"""
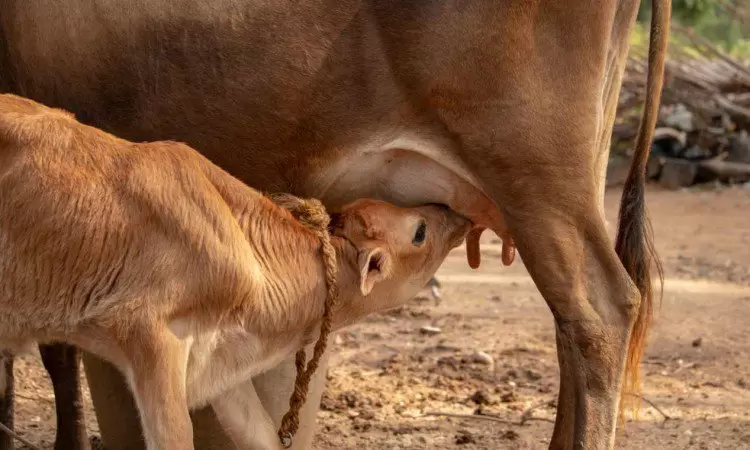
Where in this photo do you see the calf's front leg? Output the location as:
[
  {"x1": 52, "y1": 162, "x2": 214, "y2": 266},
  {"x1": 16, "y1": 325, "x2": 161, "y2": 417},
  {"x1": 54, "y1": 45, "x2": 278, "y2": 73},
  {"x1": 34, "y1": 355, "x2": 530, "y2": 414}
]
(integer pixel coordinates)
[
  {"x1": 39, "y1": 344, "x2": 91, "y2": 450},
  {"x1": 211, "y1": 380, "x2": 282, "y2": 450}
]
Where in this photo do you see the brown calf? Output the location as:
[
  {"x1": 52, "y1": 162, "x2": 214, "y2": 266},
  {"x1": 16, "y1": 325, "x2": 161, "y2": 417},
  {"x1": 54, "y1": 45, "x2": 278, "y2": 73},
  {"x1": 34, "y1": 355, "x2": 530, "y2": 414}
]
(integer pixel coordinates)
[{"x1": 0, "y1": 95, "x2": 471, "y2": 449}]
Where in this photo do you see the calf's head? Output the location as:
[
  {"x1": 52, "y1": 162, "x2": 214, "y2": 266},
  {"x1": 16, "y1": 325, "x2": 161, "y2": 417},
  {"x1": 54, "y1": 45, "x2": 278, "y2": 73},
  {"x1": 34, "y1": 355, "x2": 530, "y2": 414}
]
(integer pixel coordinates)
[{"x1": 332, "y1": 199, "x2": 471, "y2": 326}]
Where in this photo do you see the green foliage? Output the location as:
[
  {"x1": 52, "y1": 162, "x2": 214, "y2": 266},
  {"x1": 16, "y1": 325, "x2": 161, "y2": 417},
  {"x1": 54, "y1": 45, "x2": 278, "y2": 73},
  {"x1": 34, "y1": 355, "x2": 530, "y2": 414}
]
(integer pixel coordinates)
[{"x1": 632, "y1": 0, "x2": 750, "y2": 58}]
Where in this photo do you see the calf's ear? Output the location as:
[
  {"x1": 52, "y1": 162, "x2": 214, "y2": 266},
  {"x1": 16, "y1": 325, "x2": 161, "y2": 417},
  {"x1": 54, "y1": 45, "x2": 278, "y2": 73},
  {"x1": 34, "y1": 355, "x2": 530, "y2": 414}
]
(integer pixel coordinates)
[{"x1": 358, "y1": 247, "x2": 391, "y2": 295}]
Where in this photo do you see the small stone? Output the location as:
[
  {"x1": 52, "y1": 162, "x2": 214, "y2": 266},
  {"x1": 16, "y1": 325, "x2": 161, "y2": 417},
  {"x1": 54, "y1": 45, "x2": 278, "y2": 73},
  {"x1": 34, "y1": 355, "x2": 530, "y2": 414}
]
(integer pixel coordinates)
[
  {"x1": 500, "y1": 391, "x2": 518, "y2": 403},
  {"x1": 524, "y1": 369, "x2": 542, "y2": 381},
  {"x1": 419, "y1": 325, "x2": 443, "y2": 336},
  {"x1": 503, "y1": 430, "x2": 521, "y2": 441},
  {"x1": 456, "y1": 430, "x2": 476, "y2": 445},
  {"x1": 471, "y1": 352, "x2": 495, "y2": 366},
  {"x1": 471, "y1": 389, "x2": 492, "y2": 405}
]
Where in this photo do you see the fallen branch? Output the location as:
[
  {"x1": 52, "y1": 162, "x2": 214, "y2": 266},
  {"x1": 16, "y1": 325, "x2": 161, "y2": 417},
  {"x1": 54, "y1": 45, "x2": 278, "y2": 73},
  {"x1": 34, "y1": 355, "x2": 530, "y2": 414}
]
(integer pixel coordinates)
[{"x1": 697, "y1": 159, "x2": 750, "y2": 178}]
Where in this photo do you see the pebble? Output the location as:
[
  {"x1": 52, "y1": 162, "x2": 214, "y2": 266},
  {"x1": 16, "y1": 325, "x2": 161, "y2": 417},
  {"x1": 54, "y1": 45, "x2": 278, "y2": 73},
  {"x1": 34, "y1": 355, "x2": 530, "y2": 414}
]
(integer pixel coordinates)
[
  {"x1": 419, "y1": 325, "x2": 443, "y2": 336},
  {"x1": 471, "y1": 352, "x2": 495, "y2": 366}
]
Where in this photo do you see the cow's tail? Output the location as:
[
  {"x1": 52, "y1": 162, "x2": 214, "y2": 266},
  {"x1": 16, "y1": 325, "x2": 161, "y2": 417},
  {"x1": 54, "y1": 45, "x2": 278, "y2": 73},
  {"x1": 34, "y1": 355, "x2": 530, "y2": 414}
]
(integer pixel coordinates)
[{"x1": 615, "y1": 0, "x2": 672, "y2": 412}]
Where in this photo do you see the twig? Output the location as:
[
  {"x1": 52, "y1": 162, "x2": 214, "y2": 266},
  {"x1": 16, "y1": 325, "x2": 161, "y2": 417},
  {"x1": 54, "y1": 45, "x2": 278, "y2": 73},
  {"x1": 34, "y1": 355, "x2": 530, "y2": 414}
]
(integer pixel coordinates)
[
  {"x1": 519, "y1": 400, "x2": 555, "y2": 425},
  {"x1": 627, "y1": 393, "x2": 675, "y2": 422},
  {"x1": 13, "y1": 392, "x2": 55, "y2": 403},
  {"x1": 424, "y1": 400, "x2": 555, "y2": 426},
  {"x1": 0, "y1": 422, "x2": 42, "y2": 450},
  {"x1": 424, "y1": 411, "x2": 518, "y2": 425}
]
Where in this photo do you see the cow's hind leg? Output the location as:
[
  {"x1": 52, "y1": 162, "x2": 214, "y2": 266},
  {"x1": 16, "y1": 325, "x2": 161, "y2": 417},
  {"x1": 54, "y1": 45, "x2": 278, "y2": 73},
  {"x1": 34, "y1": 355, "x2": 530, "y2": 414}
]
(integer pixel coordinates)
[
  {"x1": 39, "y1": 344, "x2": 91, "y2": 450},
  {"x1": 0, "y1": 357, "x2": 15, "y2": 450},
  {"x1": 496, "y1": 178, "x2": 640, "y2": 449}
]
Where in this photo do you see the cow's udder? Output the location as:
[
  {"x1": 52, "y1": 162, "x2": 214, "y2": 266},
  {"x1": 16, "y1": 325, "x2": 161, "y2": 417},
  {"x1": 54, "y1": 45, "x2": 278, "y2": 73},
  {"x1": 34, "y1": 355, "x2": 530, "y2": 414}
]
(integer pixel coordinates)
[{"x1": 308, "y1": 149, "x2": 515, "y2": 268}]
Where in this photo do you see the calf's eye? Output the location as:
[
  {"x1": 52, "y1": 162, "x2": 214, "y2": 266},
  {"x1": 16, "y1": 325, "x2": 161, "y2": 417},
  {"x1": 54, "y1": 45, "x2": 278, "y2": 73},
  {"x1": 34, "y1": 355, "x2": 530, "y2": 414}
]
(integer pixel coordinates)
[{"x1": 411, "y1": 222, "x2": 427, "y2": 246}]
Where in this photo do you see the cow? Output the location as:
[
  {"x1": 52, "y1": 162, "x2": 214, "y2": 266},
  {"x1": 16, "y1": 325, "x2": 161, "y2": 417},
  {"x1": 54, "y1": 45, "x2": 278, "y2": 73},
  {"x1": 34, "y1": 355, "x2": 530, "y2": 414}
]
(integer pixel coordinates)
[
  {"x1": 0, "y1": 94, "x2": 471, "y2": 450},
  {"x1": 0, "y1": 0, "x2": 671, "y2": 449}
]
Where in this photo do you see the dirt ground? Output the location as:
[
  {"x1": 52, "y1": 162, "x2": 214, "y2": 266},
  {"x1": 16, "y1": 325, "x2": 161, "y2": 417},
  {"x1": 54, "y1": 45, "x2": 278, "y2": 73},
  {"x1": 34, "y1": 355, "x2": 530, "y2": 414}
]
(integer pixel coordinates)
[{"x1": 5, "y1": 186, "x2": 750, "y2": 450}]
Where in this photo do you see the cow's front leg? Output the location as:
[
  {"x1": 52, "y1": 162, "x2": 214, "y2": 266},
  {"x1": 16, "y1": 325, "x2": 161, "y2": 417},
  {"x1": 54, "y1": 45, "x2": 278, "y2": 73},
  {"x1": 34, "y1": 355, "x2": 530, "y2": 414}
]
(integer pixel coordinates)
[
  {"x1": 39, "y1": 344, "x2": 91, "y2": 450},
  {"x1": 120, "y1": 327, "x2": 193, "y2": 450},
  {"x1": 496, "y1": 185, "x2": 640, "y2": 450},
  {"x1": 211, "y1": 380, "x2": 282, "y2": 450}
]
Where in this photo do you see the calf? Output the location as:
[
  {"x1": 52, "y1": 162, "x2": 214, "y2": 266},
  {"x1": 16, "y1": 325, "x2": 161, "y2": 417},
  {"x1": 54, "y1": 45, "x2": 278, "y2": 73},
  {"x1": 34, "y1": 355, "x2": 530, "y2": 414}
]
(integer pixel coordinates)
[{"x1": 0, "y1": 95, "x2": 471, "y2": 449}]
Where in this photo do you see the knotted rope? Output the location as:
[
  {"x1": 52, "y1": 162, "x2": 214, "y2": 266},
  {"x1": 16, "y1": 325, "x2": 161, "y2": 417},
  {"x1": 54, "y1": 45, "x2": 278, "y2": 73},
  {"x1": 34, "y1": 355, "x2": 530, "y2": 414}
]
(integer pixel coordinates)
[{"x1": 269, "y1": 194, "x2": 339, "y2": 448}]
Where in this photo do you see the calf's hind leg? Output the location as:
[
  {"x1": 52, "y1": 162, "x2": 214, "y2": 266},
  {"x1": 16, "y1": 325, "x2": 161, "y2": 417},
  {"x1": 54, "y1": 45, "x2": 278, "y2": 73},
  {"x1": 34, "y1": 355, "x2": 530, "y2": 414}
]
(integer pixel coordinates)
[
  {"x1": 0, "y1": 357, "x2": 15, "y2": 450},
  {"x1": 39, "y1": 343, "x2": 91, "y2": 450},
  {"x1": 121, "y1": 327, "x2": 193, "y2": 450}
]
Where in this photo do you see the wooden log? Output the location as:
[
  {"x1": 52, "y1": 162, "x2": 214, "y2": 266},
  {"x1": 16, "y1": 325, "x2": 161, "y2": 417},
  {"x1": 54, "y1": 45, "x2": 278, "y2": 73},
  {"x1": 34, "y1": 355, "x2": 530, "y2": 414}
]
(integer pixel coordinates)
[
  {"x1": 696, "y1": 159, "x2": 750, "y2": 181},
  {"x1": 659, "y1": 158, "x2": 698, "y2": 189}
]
"""
"""
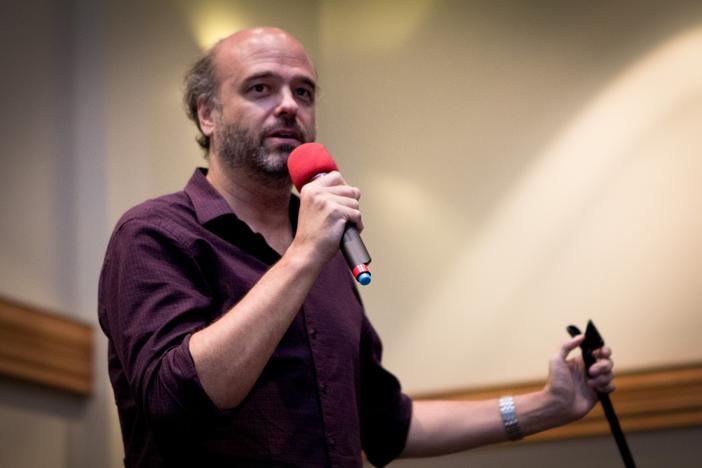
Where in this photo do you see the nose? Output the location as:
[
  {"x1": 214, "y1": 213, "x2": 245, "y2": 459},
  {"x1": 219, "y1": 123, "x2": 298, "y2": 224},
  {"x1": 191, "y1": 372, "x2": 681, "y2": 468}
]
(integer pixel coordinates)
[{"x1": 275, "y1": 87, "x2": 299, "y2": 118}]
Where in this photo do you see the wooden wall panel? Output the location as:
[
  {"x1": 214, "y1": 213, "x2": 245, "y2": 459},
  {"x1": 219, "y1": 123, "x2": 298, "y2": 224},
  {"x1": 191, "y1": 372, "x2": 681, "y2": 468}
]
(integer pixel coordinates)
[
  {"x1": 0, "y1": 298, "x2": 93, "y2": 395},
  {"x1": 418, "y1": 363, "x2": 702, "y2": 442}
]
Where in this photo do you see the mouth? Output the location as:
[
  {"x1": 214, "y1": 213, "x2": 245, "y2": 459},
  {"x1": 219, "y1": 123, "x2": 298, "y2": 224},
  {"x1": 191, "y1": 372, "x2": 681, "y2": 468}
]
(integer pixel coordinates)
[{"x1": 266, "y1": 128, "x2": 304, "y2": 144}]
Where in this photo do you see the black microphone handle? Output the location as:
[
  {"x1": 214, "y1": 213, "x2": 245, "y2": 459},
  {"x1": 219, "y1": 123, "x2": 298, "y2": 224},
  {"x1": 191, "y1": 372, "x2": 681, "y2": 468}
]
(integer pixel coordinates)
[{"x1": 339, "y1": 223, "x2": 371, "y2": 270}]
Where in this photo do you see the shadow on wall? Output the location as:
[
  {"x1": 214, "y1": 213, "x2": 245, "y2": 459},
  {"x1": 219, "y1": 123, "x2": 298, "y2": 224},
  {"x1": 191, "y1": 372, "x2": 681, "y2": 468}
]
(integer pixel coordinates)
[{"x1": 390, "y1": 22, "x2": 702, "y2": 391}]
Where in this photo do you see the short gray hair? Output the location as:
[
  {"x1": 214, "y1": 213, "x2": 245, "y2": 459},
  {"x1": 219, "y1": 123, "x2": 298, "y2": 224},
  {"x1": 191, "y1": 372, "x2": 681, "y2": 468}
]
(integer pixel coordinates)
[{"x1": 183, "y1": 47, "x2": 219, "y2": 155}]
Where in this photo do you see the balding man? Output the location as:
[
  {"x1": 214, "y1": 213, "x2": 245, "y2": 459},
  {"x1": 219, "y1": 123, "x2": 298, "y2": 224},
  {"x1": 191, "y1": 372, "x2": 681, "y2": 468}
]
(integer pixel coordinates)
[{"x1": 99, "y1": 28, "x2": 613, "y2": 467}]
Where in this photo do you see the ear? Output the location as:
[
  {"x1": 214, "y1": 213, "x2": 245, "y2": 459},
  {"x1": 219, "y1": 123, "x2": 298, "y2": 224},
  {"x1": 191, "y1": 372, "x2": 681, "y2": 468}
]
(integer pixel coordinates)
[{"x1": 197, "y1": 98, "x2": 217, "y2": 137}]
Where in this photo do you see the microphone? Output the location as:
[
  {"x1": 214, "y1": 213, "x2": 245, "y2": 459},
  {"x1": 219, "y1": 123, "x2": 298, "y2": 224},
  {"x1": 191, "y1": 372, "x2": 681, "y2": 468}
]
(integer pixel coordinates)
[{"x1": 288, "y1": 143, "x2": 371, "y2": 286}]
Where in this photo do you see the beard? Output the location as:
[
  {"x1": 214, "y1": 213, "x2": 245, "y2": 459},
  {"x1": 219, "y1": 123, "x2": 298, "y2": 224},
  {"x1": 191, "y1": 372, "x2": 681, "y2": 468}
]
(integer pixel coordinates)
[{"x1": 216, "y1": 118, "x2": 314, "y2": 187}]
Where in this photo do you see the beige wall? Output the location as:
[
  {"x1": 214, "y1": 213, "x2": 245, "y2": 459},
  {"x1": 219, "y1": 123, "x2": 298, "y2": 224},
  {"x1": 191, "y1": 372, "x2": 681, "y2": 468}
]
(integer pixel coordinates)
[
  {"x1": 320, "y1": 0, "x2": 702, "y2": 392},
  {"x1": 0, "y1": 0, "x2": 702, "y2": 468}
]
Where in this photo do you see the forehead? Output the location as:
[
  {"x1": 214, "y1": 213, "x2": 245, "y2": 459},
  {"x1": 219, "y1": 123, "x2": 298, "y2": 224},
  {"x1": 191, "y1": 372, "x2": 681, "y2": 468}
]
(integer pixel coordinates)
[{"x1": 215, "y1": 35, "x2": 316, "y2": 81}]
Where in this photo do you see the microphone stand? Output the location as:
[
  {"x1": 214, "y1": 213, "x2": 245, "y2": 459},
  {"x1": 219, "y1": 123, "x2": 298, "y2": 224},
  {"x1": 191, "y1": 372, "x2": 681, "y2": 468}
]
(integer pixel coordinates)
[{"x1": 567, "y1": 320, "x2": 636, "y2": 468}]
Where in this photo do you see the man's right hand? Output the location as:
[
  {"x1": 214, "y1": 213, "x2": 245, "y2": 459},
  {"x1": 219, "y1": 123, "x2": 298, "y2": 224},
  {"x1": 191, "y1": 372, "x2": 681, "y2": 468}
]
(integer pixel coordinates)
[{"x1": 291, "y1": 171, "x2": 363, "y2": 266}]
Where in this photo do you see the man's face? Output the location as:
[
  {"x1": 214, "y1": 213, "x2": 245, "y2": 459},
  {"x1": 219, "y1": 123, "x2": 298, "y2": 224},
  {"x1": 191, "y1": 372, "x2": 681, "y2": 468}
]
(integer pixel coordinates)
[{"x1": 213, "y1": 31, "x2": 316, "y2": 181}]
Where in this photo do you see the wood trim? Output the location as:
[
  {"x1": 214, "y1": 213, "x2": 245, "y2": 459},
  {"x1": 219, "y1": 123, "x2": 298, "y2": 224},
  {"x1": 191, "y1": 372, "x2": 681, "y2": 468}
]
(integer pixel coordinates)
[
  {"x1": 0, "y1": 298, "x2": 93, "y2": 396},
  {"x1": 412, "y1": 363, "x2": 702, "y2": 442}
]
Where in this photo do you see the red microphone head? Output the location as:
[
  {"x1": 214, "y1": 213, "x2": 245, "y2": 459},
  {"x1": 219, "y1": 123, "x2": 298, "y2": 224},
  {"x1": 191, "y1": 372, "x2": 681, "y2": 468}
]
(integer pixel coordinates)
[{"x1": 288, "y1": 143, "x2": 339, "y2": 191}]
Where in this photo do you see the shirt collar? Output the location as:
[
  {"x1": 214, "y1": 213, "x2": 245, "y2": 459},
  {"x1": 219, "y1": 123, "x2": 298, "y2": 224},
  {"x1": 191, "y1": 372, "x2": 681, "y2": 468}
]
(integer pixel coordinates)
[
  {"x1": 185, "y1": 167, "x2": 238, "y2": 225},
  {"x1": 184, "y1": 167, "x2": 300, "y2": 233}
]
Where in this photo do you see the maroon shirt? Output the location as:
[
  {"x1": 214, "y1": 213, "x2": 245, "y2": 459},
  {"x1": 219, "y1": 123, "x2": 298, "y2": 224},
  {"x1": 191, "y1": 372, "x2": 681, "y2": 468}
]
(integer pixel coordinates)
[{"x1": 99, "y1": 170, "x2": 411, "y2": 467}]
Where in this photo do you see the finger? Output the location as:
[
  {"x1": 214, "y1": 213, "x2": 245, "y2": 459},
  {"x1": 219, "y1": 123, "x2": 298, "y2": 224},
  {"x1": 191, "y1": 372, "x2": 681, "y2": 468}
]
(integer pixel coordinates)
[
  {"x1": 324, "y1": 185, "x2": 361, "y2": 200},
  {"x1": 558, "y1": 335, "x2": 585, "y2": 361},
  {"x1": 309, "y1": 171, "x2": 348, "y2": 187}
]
"""
"""
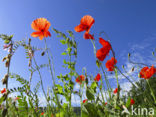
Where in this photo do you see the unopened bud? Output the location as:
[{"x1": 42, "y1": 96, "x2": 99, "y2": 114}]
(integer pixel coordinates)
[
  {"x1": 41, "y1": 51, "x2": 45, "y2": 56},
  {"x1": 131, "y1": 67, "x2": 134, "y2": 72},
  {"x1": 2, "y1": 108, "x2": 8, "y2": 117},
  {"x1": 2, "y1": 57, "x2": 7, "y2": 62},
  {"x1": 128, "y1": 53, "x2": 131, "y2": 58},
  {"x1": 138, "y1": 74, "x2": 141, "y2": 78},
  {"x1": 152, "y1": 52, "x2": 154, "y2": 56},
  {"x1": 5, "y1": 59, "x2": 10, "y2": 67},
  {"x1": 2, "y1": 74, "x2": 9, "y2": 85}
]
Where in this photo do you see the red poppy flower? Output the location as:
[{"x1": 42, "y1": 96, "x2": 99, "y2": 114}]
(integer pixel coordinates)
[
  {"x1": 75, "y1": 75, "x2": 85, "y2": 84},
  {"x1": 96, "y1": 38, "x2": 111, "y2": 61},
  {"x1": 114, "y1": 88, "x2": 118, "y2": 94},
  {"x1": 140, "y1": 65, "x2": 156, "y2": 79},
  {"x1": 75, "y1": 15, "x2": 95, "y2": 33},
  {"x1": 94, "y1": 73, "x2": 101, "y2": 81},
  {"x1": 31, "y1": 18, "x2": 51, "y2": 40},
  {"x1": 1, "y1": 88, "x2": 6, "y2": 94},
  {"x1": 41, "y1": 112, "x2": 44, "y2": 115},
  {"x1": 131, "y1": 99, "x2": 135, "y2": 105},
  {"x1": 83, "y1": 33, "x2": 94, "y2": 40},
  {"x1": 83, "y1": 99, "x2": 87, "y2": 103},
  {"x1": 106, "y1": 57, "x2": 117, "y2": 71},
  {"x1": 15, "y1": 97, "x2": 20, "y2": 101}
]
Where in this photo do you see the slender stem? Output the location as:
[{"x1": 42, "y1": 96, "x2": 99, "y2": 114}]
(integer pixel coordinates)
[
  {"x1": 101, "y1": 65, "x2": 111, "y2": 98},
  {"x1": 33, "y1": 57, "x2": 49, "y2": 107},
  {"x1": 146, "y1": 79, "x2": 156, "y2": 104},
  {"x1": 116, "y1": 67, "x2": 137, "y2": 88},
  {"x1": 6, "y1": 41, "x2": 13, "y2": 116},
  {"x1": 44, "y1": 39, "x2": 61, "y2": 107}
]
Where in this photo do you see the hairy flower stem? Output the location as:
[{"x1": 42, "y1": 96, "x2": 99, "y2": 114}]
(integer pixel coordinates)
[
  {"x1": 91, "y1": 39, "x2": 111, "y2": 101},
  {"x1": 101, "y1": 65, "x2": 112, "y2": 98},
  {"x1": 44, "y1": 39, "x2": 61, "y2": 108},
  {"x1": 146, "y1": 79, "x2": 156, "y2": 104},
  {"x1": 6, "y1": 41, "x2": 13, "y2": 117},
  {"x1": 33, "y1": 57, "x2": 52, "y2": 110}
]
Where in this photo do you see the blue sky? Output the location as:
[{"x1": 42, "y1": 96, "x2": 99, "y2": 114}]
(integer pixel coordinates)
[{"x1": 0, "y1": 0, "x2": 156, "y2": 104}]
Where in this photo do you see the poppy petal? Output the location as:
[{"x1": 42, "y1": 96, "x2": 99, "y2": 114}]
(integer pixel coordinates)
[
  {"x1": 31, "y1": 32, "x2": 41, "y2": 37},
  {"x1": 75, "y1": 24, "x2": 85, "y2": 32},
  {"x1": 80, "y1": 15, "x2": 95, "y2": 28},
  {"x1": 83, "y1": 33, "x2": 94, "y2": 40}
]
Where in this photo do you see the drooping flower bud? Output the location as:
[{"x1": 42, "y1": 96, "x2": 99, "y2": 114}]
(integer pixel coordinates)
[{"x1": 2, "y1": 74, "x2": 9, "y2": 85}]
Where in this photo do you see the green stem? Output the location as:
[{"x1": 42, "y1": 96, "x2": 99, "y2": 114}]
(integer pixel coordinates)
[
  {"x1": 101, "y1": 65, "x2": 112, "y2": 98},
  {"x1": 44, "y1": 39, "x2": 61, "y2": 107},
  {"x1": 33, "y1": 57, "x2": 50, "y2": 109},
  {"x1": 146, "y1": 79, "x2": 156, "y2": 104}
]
"""
#### Stated problem
Filter the material above, keeping every line that contains the string "flower" and copying each one unchanged.

#### Task solution
Where in this photo do you see the red poppy flower? Output the location as:
Where in this photo do you see the hairy flower stem? Output the location as:
Where in this photo do you see the drooping flower bud? Output the location as:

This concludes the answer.